# Task objective
Reproduce all the data verbatim.

++++ Data supplied

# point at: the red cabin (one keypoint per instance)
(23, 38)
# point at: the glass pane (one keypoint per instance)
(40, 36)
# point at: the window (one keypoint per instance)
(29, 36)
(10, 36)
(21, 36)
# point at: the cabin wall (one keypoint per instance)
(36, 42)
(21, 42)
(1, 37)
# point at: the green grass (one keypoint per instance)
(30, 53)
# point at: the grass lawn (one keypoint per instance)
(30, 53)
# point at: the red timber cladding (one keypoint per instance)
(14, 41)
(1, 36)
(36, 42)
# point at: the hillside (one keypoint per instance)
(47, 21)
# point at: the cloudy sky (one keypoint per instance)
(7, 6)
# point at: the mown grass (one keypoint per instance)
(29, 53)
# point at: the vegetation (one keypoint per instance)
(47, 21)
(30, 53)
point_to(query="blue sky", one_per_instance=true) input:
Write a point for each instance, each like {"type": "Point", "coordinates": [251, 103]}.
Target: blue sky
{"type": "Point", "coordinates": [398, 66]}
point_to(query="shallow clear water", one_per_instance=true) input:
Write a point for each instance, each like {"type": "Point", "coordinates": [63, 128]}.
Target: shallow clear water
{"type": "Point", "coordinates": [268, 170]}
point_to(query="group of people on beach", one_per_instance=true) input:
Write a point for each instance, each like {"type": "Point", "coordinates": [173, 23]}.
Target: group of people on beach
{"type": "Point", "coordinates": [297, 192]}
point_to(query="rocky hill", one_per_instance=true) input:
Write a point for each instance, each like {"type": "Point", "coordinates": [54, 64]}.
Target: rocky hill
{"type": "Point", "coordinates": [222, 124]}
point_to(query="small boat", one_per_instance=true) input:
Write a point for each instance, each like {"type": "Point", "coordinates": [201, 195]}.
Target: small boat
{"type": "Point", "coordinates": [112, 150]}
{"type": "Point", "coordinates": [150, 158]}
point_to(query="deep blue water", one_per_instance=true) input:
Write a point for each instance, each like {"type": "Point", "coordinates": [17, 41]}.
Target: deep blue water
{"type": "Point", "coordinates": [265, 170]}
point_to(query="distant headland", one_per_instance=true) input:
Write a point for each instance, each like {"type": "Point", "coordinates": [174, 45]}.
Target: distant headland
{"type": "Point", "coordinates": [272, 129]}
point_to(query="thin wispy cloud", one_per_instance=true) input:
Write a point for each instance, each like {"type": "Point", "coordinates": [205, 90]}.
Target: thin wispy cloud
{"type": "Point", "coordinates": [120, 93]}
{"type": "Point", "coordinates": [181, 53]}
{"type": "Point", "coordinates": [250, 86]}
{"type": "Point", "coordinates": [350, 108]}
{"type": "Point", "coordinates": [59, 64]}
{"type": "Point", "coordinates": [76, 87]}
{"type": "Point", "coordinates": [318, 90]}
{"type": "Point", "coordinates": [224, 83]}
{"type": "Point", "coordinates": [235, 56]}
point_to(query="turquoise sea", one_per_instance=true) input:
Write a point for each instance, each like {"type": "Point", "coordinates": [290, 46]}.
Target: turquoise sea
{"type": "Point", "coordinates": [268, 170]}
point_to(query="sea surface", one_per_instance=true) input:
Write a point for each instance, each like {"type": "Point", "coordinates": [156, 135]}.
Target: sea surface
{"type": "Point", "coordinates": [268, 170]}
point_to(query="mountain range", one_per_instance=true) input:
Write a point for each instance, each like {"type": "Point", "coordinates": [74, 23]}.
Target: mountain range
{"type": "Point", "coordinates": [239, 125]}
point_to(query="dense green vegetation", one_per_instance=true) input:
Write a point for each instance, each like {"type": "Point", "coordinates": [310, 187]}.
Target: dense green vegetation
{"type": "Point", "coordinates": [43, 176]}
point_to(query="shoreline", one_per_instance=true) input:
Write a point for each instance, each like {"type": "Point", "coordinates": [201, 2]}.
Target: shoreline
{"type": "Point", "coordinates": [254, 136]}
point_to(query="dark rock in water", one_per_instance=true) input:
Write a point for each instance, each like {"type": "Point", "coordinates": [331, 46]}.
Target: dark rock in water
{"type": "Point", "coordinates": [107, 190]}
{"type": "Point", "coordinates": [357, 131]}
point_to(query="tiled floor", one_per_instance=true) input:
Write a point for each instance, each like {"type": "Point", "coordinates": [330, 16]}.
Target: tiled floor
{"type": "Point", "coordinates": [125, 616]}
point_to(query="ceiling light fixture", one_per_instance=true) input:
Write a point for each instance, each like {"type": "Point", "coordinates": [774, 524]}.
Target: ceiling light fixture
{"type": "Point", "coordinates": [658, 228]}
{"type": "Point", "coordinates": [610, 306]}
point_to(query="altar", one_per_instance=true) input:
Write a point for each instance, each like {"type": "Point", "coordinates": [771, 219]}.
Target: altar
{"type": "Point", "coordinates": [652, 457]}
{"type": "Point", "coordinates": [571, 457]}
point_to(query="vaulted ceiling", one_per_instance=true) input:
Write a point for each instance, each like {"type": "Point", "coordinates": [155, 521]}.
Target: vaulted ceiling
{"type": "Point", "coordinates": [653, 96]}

++++++++

# Reply to the task
# point at: the red cabin (one keypoint per instance)
(23, 38)
# point at: the glass pane (one keypoint per instance)
(40, 36)
# point at: the window (one keypoint per instance)
(29, 36)
(10, 36)
(21, 36)
# point at: the cabin wall (one keypoint per instance)
(36, 42)
(21, 42)
(1, 37)
# point at: the green grass (one keypoint per instance)
(30, 53)
# point at: the grass lawn (one keypoint per instance)
(30, 53)
# point at: the red timber cladding (one keypoint per instance)
(14, 41)
(1, 36)
(36, 42)
# point at: the hillside (one keypoint per instance)
(47, 21)
# point at: the cloudy sky (one keypoint per instance)
(7, 6)
# point at: the mown grass (one keypoint per instance)
(29, 53)
# point at: the vegetation (one keypoint per instance)
(47, 21)
(30, 53)
point_to(query="blue sky", one_per_instance=true) input:
Write a point for each instance, each like {"type": "Point", "coordinates": [251, 103]}.
Target: blue sky
{"type": "Point", "coordinates": [398, 66]}
point_to(query="shallow clear water", one_per_instance=true) input:
Write a point for each instance, each like {"type": "Point", "coordinates": [63, 128]}.
Target: shallow clear water
{"type": "Point", "coordinates": [268, 170]}
point_to(query="group of people on beach", one_per_instance=true) input:
Write a point for each instance, each like {"type": "Point", "coordinates": [173, 23]}.
Target: group of people on beach
{"type": "Point", "coordinates": [297, 192]}
point_to(query="rocky hill", one_per_instance=true) input:
Write a point for each instance, each like {"type": "Point", "coordinates": [54, 64]}.
Target: rocky hill
{"type": "Point", "coordinates": [222, 124]}
point_to(query="small boat", one_per_instance=true) input:
Write a point for each instance, each like {"type": "Point", "coordinates": [201, 195]}.
Target: small boat
{"type": "Point", "coordinates": [112, 150]}
{"type": "Point", "coordinates": [150, 158]}
point_to(query="deep blue water", one_per_instance=true) input:
Write a point for each instance, each like {"type": "Point", "coordinates": [17, 41]}.
Target: deep blue water
{"type": "Point", "coordinates": [265, 170]}
point_to(query="distant headland", one_per_instance=true) input:
Write a point for each instance, each like {"type": "Point", "coordinates": [174, 45]}.
Target: distant headland
{"type": "Point", "coordinates": [272, 129]}
point_to(query="thin wispy cloud", one_per_instance=true) input:
Write a point for each instance, each like {"type": "Point", "coordinates": [205, 90]}.
Target: thin wispy cloud
{"type": "Point", "coordinates": [120, 93]}
{"type": "Point", "coordinates": [181, 53]}
{"type": "Point", "coordinates": [250, 86]}
{"type": "Point", "coordinates": [350, 108]}
{"type": "Point", "coordinates": [59, 64]}
{"type": "Point", "coordinates": [76, 87]}
{"type": "Point", "coordinates": [318, 90]}
{"type": "Point", "coordinates": [224, 83]}
{"type": "Point", "coordinates": [235, 56]}
point_to(query="turquoise sea", one_per_instance=true) input:
Write a point for each instance, each like {"type": "Point", "coordinates": [290, 46]}.
Target: turquoise sea
{"type": "Point", "coordinates": [268, 170]}
point_to(query="sea surface", one_per_instance=true) input:
Write a point for each instance, each like {"type": "Point", "coordinates": [156, 135]}.
Target: sea surface
{"type": "Point", "coordinates": [268, 170]}
point_to(query="mountain range", one_per_instance=true) input:
Write a point for each instance, each like {"type": "Point", "coordinates": [74, 23]}.
Target: mountain range
{"type": "Point", "coordinates": [239, 125]}
point_to(query="dense green vegetation", one_per_instance=true) input:
Write a point for each instance, each like {"type": "Point", "coordinates": [310, 187]}.
Target: dense green vegetation
{"type": "Point", "coordinates": [43, 176]}
point_to(query="shoreline", one_per_instance=true) input:
Write a point for each instance, each like {"type": "Point", "coordinates": [201, 2]}.
Target: shoreline
{"type": "Point", "coordinates": [254, 136]}
point_to(query="dark rock in water", one_per_instance=true) input:
Write a point for each instance, each like {"type": "Point", "coordinates": [331, 46]}.
Target: dark rock in water
{"type": "Point", "coordinates": [107, 190]}
{"type": "Point", "coordinates": [357, 131]}
point_to(query="tiled floor", one_per_instance=true) input:
Write a point for each instance, each like {"type": "Point", "coordinates": [330, 16]}.
Target: tiled floor
{"type": "Point", "coordinates": [125, 616]}
point_to(query="ceiling light fixture", one_per_instance=true) input:
Write a point for each instance, each like {"type": "Point", "coordinates": [774, 524]}.
Target: ceiling light fixture
{"type": "Point", "coordinates": [658, 228]}
{"type": "Point", "coordinates": [610, 306]}
point_to(query="altar", one_per_instance=true) input:
Write a point for each instance, each like {"type": "Point", "coordinates": [771, 219]}.
Target: altar
{"type": "Point", "coordinates": [652, 457]}
{"type": "Point", "coordinates": [571, 457]}
point_to(query="vaulted ceiling", one_per_instance=true) input:
Write a point for each instance, each like {"type": "Point", "coordinates": [155, 521]}.
Target: vaulted ceiling
{"type": "Point", "coordinates": [653, 96]}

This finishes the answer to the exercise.